I should like to have some time in which to study the explanation given to me by my right hon. Friend. In the meantime, I beg to ask leave to withdraw the Amendment, and I shall table another Amendment on Report if the matter is not quite cleared up.
Amendment, by leave, withdrawn.
Amendments made: In page 37, line 37, leave out from second "the," to second "and," in line 38, and insert "relevant date (as defined in subsection (6) of this section)."
In line 41, leave out "ten," and insert "twelve."
In line 42, leave out "ten," and insert "twelve."

:::::

Given instruction 1: Arrange the listing as a two-column CSV with the columns request and answer, covering only the portion that runs from the start of the listing through the line containing "682 383 L 682". Write one row per request, with its text and its answer each in a single quoted field and any line breaks replaced by spaces.

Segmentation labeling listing
:::::

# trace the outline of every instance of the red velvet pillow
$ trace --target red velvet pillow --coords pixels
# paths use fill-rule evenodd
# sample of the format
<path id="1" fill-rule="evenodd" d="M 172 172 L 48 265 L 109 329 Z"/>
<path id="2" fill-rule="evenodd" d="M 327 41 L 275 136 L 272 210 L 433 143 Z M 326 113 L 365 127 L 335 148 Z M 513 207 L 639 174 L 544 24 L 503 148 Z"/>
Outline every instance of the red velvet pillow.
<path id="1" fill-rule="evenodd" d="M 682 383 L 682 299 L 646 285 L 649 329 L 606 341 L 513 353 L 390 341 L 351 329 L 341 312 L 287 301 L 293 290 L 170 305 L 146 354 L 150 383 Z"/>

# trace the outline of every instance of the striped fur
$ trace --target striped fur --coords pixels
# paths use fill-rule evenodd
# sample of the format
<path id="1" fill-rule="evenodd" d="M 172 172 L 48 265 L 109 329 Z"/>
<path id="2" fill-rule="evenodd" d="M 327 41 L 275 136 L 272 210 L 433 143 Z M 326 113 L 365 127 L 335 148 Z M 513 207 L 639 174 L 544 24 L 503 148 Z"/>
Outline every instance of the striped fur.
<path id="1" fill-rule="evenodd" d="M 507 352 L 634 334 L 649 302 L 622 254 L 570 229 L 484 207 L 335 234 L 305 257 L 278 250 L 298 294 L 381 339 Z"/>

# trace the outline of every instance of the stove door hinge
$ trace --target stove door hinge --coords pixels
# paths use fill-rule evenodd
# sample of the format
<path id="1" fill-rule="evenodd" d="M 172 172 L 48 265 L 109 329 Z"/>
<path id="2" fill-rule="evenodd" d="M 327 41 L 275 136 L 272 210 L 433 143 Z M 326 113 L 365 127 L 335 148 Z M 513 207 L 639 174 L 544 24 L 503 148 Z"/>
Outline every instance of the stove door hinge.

:::::

Given instruction 2: Pick up the parliamentary record of the amendments debate where it stops and continue it.

Response 1:
request,answer
"# trace the outline of every instance of the red velvet pillow $ trace --target red velvet pillow --coords pixels # paths use fill-rule evenodd # sample of the format <path id=""1"" fill-rule=""evenodd"" d=""M 172 172 L 48 265 L 109 329 Z""/> <path id=""2"" fill-rule=""evenodd"" d=""M 327 41 L 275 136 L 272 210 L 433 143 Z M 326 113 L 365 127 L 335 148 Z M 513 207 L 639 174 L 544 24 L 503 148 Z""/> Outline every instance of the red velvet pillow.","<path id=""1"" fill-rule=""evenodd"" d=""M 682 383 L 682 299 L 646 285 L 649 329 L 606 341 L 513 353 L 390 341 L 351 329 L 341 312 L 287 301 L 293 290 L 170 305 L 146 354 L 150 383 Z""/>"

Response 2:
In page 38. line 1, leave out subsection (4), and insert—
(4) A body corporate may, if it thinks tit, elect either—(a) that its profits for one of the two standard years (to be specified in the election) shall be taken for the purposes of subsection (1) of this section to have been an amount equal to eight per cent. of the average amount of its paid-up share capital in that year: or (b) that an amount equal to ten per cent. of the amount of its paid-up share capital at the end of the year nineteen hundred and forty-six or the year nineteen hundred and fifty-one (as may be specified in the election) shall be taken for the purposes of this section to be the amount arrived at in its case under subsection (1) of this section; or (c) that an amount equal to eight per cent. of the amount by which at the end of the year nineteen hundred and forty-six or of the year nineteen hundred and fifty-one (as may be specified in the election), the value of its assets, computed in accordance with the provisions of the Schedule (excess profits levy: computation of value of assets and liabilities for purposes of capital standard) to this Act exceeds the amount of its liabilities so computed, shall be taken for the purposes of this section to be the amount arrived at in its case under the said subsection (1);
and the preceding provisions of this section shall have effect accordingly:
Provided that where an election is made under paragraph (b) or paragraph (c) of this subsection, subsection (2) of this section shall not apply to sums received or paid before the end of the year specified in that election.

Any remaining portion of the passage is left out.